Jaeger L, Westhof E, Michel F
Institut de Biologie Moléculaire et Cellulaire, CNRS, UPR 9002, Strasbourg, France.
Biochimie. 1996;78(6):466-73. doi: 10.1016/0300-9084(96)84753-5.
Like most mitochondrial group I introns with a free-standing open reading frame (ORF) located downstream of their catalytic core, the Sd.cob, 1 intron in the gene coding for the cytochrome b of Saccharomyces douglasii mitochondria possesses a putative proximal 3' splice site. However, incubation of Sd.cob, 1 preRNA transcripts under optimal in vitro splicing conditions essentially results in splicing at the authentic, distal 3' splice junction. The mechanism by which the proximal splicing event is suppressed in vitro involves formation of a tertiary interaction which is only found in the Sd.cob, 1 intron. Core nucleotides located in loop L5 block proximal splicing by forming Watson-Crick base pairs with the nucleotide sequence of the proximal 3' splice site. This tertiary base pairing, also important for the folding of the intron into an active conformation, may be regarded as equivalent to the L9/P5, GNRA-loop/helix interaction found in more than one-third of known group I introns.

Required action:
Quote the passage of the intron abstract starting at "Jaeger L, Westhof" and ending at "1996;78(6):466-73. doi: 10.1016/0300-9084(96)84753-5.".

Extracted records:
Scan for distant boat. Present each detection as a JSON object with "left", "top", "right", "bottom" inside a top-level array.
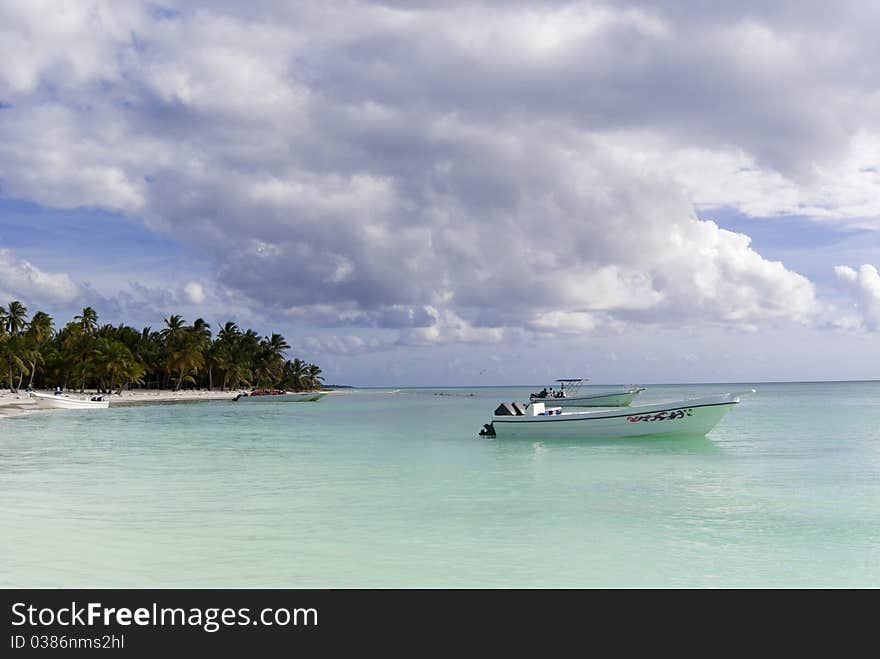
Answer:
[
  {"left": 28, "top": 391, "right": 110, "bottom": 410},
  {"left": 480, "top": 389, "right": 754, "bottom": 439},
  {"left": 529, "top": 378, "right": 645, "bottom": 407},
  {"left": 232, "top": 389, "right": 327, "bottom": 403}
]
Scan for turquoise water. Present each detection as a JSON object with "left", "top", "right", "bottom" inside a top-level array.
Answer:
[{"left": 0, "top": 382, "right": 880, "bottom": 587}]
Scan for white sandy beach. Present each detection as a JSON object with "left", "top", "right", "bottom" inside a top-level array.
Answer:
[{"left": 0, "top": 389, "right": 237, "bottom": 416}]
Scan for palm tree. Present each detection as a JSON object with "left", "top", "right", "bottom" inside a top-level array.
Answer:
[
  {"left": 25, "top": 311, "right": 52, "bottom": 389},
  {"left": 95, "top": 339, "right": 145, "bottom": 393},
  {"left": 168, "top": 328, "right": 205, "bottom": 391},
  {"left": 3, "top": 300, "right": 27, "bottom": 334}
]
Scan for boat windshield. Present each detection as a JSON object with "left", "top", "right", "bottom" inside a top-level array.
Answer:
[{"left": 532, "top": 378, "right": 587, "bottom": 398}]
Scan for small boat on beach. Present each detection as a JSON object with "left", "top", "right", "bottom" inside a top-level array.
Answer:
[
  {"left": 480, "top": 389, "right": 755, "bottom": 439},
  {"left": 232, "top": 389, "right": 327, "bottom": 403},
  {"left": 529, "top": 378, "right": 645, "bottom": 407},
  {"left": 28, "top": 391, "right": 110, "bottom": 410}
]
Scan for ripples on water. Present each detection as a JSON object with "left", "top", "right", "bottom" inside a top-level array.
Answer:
[{"left": 0, "top": 383, "right": 880, "bottom": 587}]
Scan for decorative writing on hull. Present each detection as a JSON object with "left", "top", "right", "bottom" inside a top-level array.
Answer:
[{"left": 626, "top": 407, "right": 694, "bottom": 422}]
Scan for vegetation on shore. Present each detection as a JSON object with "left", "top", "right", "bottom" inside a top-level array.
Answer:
[{"left": 0, "top": 300, "right": 323, "bottom": 392}]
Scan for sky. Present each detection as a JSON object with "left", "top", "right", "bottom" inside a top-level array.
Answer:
[{"left": 0, "top": 0, "right": 880, "bottom": 386}]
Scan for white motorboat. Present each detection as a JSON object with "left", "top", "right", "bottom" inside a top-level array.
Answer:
[
  {"left": 232, "top": 389, "right": 327, "bottom": 403},
  {"left": 28, "top": 391, "right": 110, "bottom": 410},
  {"left": 480, "top": 389, "right": 754, "bottom": 439},
  {"left": 529, "top": 378, "right": 645, "bottom": 407}
]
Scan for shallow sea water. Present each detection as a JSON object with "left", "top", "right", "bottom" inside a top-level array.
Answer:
[{"left": 0, "top": 382, "right": 880, "bottom": 587}]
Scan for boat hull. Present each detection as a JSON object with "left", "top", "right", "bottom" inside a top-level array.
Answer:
[
  {"left": 492, "top": 394, "right": 739, "bottom": 439},
  {"left": 30, "top": 392, "right": 110, "bottom": 410},
  {"left": 530, "top": 389, "right": 644, "bottom": 407},
  {"left": 233, "top": 391, "right": 327, "bottom": 403}
]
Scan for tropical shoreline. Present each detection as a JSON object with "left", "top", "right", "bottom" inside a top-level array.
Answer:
[{"left": 0, "top": 389, "right": 262, "bottom": 417}]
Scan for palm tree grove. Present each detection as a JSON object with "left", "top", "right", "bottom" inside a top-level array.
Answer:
[{"left": 0, "top": 300, "right": 323, "bottom": 393}]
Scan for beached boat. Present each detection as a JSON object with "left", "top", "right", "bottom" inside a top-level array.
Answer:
[
  {"left": 28, "top": 391, "right": 110, "bottom": 410},
  {"left": 480, "top": 389, "right": 754, "bottom": 439},
  {"left": 232, "top": 389, "right": 327, "bottom": 403},
  {"left": 529, "top": 378, "right": 645, "bottom": 407}
]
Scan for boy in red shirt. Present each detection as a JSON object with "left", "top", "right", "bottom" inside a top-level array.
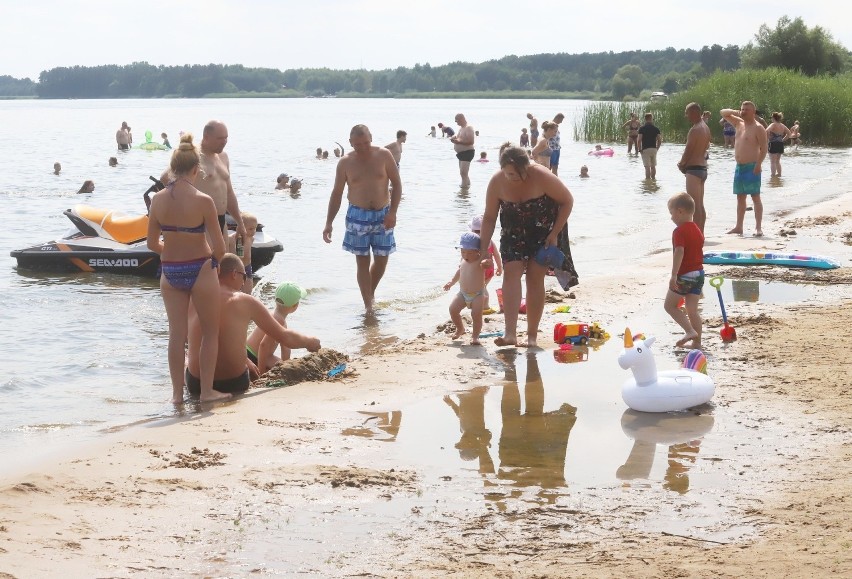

Solution to this task:
Jaeger L, Westhof E, Michel F
Institut de Biologie Moléculaire et Cellulaire, CNRS, UPR 9002, Strasbourg, France.
Biochimie. 1996;78(6):466-73. doi: 10.1016/0300-9084(96)84753-5.